Raw data Block Start

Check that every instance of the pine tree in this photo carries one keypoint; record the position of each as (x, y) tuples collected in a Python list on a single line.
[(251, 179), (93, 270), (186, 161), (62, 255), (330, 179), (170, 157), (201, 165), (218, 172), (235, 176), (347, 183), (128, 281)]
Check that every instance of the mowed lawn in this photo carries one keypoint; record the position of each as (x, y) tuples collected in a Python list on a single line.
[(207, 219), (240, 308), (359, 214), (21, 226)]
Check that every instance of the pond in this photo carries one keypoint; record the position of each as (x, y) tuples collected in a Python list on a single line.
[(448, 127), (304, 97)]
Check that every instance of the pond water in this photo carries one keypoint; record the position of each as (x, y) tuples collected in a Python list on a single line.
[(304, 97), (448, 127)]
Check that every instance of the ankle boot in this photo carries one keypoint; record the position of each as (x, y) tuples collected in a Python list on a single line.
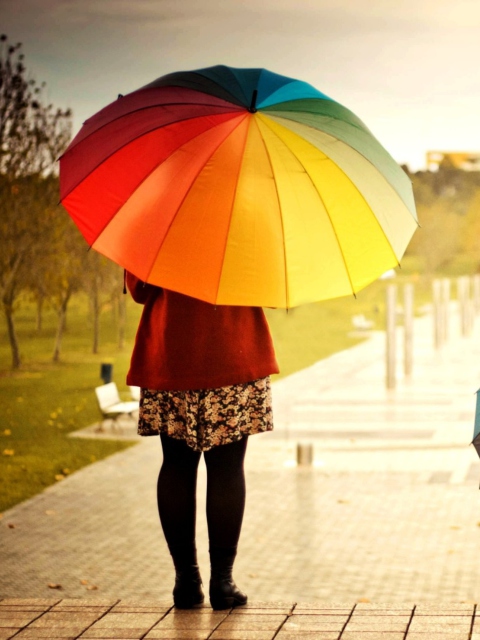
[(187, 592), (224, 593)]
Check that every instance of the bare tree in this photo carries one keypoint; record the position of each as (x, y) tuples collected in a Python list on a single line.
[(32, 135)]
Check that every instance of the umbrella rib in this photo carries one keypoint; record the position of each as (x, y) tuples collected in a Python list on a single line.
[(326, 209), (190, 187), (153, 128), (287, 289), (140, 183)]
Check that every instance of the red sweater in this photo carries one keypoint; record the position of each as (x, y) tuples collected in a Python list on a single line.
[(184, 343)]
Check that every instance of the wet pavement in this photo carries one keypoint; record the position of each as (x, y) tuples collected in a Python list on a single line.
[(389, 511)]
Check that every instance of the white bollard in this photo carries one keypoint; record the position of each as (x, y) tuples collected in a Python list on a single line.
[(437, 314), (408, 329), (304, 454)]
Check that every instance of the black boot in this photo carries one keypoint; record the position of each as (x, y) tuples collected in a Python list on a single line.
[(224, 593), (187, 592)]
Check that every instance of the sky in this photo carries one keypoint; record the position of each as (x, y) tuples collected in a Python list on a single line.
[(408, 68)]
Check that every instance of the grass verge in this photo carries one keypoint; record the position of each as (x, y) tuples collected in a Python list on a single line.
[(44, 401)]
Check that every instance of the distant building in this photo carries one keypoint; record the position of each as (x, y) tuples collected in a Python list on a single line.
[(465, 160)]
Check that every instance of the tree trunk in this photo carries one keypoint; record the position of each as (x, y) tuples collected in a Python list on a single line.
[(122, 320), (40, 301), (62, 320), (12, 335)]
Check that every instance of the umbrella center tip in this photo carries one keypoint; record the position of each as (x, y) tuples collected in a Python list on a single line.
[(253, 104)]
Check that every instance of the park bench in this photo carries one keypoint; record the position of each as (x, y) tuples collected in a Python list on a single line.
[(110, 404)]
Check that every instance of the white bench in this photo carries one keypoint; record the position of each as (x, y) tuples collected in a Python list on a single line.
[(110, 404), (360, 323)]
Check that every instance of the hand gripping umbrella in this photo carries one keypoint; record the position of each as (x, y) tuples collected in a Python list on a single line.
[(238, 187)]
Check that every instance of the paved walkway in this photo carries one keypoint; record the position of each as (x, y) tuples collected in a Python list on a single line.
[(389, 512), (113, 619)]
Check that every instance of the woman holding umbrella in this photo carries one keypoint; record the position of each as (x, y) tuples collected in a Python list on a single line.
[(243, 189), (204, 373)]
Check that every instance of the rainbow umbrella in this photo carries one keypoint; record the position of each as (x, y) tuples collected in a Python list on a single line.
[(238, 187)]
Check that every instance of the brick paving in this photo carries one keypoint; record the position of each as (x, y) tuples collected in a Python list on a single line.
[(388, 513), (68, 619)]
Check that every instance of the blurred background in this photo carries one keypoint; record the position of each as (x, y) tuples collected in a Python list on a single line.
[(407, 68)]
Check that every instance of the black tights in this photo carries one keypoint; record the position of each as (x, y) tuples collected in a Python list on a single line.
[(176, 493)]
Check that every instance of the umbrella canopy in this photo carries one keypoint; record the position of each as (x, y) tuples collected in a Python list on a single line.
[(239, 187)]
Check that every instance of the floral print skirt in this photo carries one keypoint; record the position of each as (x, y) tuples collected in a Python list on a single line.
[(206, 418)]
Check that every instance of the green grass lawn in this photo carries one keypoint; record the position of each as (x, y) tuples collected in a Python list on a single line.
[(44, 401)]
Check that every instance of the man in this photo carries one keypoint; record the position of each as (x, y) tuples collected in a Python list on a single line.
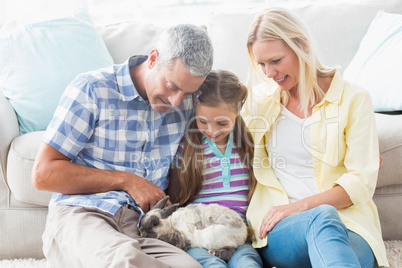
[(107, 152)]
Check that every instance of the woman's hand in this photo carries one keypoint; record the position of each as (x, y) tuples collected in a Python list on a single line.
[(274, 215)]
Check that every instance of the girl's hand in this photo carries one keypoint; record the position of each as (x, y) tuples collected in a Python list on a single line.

Raw data Block End
Raw data Block Start

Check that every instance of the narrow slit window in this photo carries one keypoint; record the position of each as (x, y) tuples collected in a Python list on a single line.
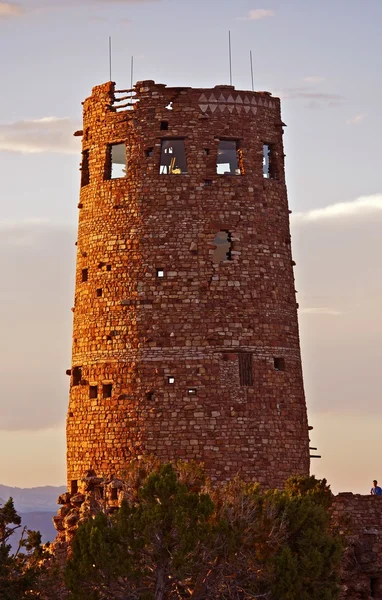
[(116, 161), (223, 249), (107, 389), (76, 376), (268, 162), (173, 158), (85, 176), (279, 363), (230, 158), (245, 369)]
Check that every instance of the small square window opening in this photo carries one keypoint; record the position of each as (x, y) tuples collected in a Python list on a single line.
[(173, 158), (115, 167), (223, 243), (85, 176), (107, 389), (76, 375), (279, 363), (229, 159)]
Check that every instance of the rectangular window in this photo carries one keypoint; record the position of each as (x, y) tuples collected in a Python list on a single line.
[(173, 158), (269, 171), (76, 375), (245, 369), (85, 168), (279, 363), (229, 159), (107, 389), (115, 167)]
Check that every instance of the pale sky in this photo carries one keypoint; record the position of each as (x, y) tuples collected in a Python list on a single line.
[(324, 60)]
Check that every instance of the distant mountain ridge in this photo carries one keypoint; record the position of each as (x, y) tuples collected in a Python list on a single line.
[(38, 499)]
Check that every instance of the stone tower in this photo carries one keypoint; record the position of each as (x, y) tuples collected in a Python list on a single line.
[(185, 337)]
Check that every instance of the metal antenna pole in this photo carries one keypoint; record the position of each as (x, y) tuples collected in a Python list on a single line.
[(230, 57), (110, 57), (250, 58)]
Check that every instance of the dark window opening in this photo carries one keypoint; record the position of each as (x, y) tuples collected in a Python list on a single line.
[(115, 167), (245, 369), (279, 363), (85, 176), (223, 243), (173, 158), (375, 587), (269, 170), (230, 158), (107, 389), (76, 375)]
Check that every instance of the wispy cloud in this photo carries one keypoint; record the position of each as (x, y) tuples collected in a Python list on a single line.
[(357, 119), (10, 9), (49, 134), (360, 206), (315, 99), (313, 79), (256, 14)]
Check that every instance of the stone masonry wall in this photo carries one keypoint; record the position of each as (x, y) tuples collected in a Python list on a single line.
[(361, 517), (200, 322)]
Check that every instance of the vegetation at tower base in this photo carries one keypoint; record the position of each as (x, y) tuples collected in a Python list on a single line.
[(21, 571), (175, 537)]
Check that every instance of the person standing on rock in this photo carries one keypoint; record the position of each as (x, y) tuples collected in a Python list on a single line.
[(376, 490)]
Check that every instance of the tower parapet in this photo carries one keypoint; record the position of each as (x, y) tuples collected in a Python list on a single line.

Raw data Block End

◆ Exercise goal:
Would you print exactly the lines in the listing above, from the line bearing "Check that every instance of the blurred" through the line bearing "Check that every instance of the girl's", leaving out all pictures?

◆ Task answer:
Check that every instance of the blurred background in this photo carries one keypoint; record the position of each as (x, y) tuples collected in a Python list on a single line.
[(407, 68)]
Check that every instance of the black tights in this photo carries one keypoint; record the position of each as (x, y) tuples collected in a Python list on a single line.
[(176, 493)]
Check that every instance of the umbrella canopy in this photo carries one keypoint; record the position of each as (x, y) tuples collected in a Python list on a single line.
[(239, 187)]
Check that every instance of the floral print skirt in this photo carries one keypoint; record the position of each as (x, y) tuples collected in a Python list on a single line.
[(206, 418)]
Check that every instance of the green grass lawn in this photo carries one keypoint; record the position of each as (x, y) tuples collected in a Python list on a single line.
[(44, 401)]
Check that every instance of the man in this photo carries one keypoint; record the position of each as (x, y) tuples collected in a Python list on a single line.
[(107, 152)]
Check that every instance of the woman's hand in this photo carries one keypoint; record the position of each as (x, y) tuples collected in a Python list on a single line.
[(274, 215)]
Check that every instance of the girl's hand in this photo carries one keypoint; record the position of each as (x, y) tuples collected in a Python list on a single line.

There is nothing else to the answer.